• Task to complete: Copy every entry exactly as it stands, though any image it holds should stay out of the copy.

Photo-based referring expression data
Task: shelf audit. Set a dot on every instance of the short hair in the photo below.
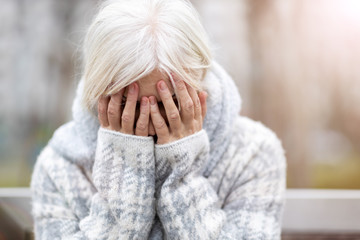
(128, 39)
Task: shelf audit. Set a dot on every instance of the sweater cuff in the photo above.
(118, 149)
(184, 155)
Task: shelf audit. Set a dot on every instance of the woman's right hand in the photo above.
(116, 116)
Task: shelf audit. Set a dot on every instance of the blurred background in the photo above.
(295, 64)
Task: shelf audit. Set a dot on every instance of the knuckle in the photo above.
(126, 118)
(181, 85)
(102, 109)
(160, 124)
(189, 105)
(141, 126)
(174, 116)
(112, 112)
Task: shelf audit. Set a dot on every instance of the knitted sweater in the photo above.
(225, 182)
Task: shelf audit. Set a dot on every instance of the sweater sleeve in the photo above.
(188, 205)
(121, 204)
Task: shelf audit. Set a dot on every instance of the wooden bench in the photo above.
(310, 214)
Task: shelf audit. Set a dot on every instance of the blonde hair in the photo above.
(128, 39)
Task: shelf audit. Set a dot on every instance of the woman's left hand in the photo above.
(181, 124)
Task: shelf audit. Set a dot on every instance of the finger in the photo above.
(203, 96)
(128, 115)
(142, 124)
(186, 103)
(151, 128)
(114, 110)
(102, 111)
(195, 98)
(158, 121)
(172, 113)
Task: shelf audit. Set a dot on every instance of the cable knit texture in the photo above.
(225, 182)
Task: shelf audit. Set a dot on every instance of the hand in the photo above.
(118, 116)
(181, 124)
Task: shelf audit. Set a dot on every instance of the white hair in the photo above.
(129, 39)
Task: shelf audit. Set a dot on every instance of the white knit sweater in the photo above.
(225, 182)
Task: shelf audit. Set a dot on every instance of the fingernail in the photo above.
(132, 88)
(144, 101)
(152, 101)
(162, 85)
(205, 95)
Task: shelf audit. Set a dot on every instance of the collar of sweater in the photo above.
(76, 140)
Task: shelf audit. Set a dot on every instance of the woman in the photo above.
(157, 148)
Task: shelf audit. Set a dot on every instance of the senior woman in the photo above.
(157, 149)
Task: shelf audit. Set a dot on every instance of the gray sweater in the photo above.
(225, 182)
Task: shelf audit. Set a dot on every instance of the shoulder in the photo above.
(252, 139)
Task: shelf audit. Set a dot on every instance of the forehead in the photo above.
(147, 85)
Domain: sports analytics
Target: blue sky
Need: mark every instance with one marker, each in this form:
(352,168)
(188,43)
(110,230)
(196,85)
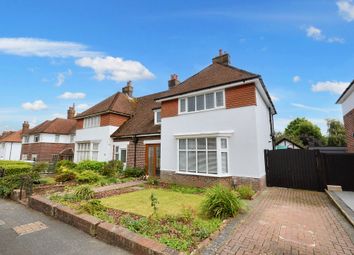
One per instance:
(56,53)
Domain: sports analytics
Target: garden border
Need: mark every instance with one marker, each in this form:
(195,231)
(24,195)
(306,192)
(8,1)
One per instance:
(104,231)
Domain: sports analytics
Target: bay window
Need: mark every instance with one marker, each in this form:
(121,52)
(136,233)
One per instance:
(206,156)
(202,102)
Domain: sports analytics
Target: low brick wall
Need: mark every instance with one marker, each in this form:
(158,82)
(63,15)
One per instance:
(84,222)
(207,181)
(122,237)
(106,232)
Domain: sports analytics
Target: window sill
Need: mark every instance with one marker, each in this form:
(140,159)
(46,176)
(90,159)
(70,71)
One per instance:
(205,175)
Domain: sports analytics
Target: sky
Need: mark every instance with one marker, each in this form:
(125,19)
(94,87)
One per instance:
(56,53)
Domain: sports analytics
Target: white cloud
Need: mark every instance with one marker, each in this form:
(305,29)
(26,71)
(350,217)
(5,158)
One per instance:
(34,106)
(296,78)
(316,34)
(117,69)
(274,98)
(346,9)
(82,106)
(72,95)
(312,108)
(62,76)
(335,87)
(25,46)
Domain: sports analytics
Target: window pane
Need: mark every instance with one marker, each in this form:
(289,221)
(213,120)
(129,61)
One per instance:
(209,101)
(224,165)
(219,98)
(182,161)
(191,104)
(201,143)
(212,163)
(191,144)
(191,161)
(182,144)
(202,162)
(211,143)
(223,143)
(123,156)
(182,105)
(200,102)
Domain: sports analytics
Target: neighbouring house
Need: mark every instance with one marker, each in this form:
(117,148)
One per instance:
(286,143)
(212,127)
(10,145)
(50,141)
(95,126)
(347,102)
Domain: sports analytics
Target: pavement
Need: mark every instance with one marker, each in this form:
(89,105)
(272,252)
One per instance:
(24,231)
(347,197)
(287,221)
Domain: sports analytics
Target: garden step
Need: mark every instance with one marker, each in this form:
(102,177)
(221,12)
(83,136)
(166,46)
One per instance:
(117,186)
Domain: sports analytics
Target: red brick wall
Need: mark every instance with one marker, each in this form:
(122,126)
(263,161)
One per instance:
(111,119)
(169,108)
(349,127)
(44,151)
(240,96)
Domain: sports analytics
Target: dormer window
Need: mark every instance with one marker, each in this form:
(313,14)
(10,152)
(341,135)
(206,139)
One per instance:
(202,102)
(91,122)
(157,117)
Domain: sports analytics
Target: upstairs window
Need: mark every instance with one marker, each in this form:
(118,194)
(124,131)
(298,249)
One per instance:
(91,122)
(208,101)
(157,117)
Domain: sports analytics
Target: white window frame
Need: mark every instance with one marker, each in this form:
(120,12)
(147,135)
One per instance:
(91,122)
(218,150)
(195,102)
(156,112)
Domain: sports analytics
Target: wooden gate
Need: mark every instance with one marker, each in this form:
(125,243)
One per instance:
(298,169)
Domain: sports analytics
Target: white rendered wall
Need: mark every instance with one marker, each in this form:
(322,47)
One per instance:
(243,147)
(348,104)
(101,135)
(10,151)
(264,141)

• Written answer:
Task: shelf audit. Set a dot on every instance of the short hair in the photo below.
(128, 39)
Task: shelf audit. Set a dot on every instance of the sweater cuff in the photo above.
(118, 149)
(184, 155)
Task: shelf audit. Set a dot on every instance of the woman's right hand in the photo above.
(116, 116)
Task: shelf audit. Set a dot on every instance of the blurred background in the photo above.
(295, 64)
Task: shelf audit. Set a dot on every instance of the knuckle in the photo above.
(126, 118)
(181, 85)
(102, 109)
(160, 124)
(189, 105)
(141, 126)
(174, 116)
(112, 112)
Task: shelf audit. Set a dot on every instance of the knitted sweater in the photo above.
(225, 182)
Task: shelf audit. Set a dot on every instance of the sweater sleeve in the photo above.
(188, 205)
(121, 204)
Task: shelf audit. Set a dot on every instance of the wooden bench in the photo above.
(310, 214)
Task: shelf audit. Set a dot on every instance of the blonde hair in the photo above.
(128, 39)
Task: shelf audit. Set a dot on every instance of the woman's left hand in the photo above.
(181, 124)
Task: shelf audit. Set a dot on every instance of the finger in the photo above.
(203, 96)
(128, 115)
(142, 124)
(186, 103)
(151, 128)
(114, 110)
(102, 111)
(195, 98)
(158, 121)
(172, 113)
Task: shelf audit. Set a dot on every instance of the cable knit texture in the photo above.
(225, 182)
Task: shelf audit. Set a dot on every instance of the hand in the photo above.
(118, 116)
(181, 124)
Task: shelf audit. Set a dot on every instance of the white hair in the photo above.
(129, 39)
Task: shelf audit. Set a dot on every instance of the white knit sweater in the photo above.
(225, 182)
Task: shelf audit. Set a dot on every instance of the fingernail in the photo above.
(132, 88)
(144, 101)
(152, 101)
(162, 85)
(205, 95)
Task: shelf audit. Set a dot on every instance of the collar of sweater in the photo above.
(76, 140)
Task: shelf audit. Set a dot on every instance of the woman in the photo above.
(157, 148)
Task: shelf audit. Set a dot on every instance of the senior woman in the photo above.
(157, 149)
Task: shelf audit. Set a dot on every instance of the gray sweater in the photo above.
(225, 182)
Task: shelf audit. Set a dot on every instance of the shoulder in the photo above.
(252, 139)
Task: shelf audit. Set a dot on every instance of the forehead in the photo above.
(147, 85)
Domain: sports analytics
Target: blue sky
Need: mark every instance with one marker, each in this form:
(352,168)
(188,43)
(110,230)
(196,85)
One per instance:
(56,53)
Domain: sports analytics
Target: garden border
Need: mark every instance with one marker, each in this form:
(195,231)
(24,195)
(306,192)
(8,1)
One per instance:
(104,231)
Domain: sports analytics
Target: bay window
Need: mark every instance with one marker, each in this form:
(121,52)
(136,233)
One per instance:
(206,156)
(202,102)
Domain: sports analytics
Target: low brick wall
Need: mark every instance with one marker, each in this form:
(158,82)
(63,15)
One per instance:
(84,222)
(207,181)
(122,237)
(106,232)
Domain: sports analytics
Target: window sill
Need: mark every instance with one marker, each in this form:
(140,159)
(46,176)
(90,159)
(70,71)
One per instance:
(205,175)
Domain: sports analytics
Target: sky
Need: mark every instance with one marker, each in this form:
(125,19)
(94,87)
One per instance:
(56,53)
Domain: sports analytics
Target: white cloud
Need: mark every instance with one marker, each in this form:
(305,29)
(26,71)
(350,217)
(5,158)
One per instance:
(34,106)
(296,78)
(316,34)
(117,69)
(274,98)
(346,9)
(82,106)
(72,95)
(312,108)
(62,76)
(335,87)
(25,46)
Domain: sports analytics
Target: window pane
Need: mark every instance with one marker, each in this form:
(289,221)
(213,120)
(129,61)
One per instance:
(209,101)
(224,165)
(219,98)
(182,161)
(191,104)
(201,143)
(212,163)
(191,144)
(191,161)
(182,144)
(202,162)
(211,143)
(223,143)
(123,156)
(182,105)
(200,102)
Domain: sports analytics
Target: neighbouring house
Need: mark every instance with one marker, each in this form:
(117,148)
One per instance:
(286,143)
(212,127)
(10,145)
(50,141)
(95,126)
(347,102)
Domain: sports analytics
Target: pavement
Need: mark every instance with one marker, each in this form:
(89,105)
(272,252)
One per instance:
(24,231)
(347,197)
(287,221)
Domain: sports analytics
Target: garden step
Need: mark every instance with one marker, each in this form:
(102,177)
(221,12)
(83,136)
(166,46)
One per instance:
(117,186)
Domain: sports analytics
Target: red brick wall
Need: mark every instance with one marker, each in this form:
(122,126)
(263,161)
One per instance:
(111,119)
(169,108)
(349,127)
(44,151)
(240,96)
Domain: sports analytics
Target: dormer window
Need: mark every instance with one marker, each in this form:
(313,14)
(10,152)
(341,135)
(206,139)
One per instance:
(202,102)
(91,122)
(157,117)
Domain: sports analytics
Target: upstairs window
Need: mark every instance with one marker, each in this form:
(118,194)
(124,131)
(298,249)
One per instance:
(91,122)
(208,101)
(157,117)
Domain: sports analytics
Target: white window frame
Need: mark every instance with one marker, each in this form:
(120,12)
(147,135)
One per instance:
(91,122)
(218,150)
(195,102)
(156,112)
Domain: sports analytics
Target: wooden gate
Need: mark every instance with one marker, each in this form:
(125,243)
One per instance:
(298,169)
Domain: sports analytics
Target: white rendered wall
Need: mark every instance with one marker, each in this form:
(322,47)
One per instance:
(243,147)
(348,104)
(101,135)
(10,151)
(264,141)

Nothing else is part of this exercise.